→ **What the exercise asks**
Using the records below, quote only the span that opens with the line containing "of the blue" and closes with the line containing "of the parking", exactly and inclusively.

"""

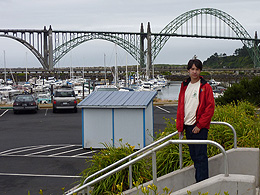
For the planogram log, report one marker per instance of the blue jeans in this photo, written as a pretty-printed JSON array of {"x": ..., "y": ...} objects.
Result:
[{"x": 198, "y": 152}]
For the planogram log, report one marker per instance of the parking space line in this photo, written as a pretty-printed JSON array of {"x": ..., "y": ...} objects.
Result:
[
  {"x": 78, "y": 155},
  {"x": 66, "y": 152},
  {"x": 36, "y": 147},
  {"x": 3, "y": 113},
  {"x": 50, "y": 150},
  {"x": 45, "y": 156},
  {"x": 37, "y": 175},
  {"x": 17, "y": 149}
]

"""
"""

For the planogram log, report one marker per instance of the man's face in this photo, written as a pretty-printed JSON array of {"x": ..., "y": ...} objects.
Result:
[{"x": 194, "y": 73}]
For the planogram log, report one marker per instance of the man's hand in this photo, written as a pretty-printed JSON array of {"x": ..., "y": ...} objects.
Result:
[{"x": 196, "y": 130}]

"""

→ **Solution**
For the planogram log, report one marker per instance of the blue jeans in this photo, written as a pretty-printed JSON array of {"x": ..., "y": ...} objects.
Result:
[{"x": 198, "y": 152}]
For the planogram log, report one marker per instance of the parking space line in this photo, written as a pretty-printed JSON array of {"x": ..., "y": ...} objects.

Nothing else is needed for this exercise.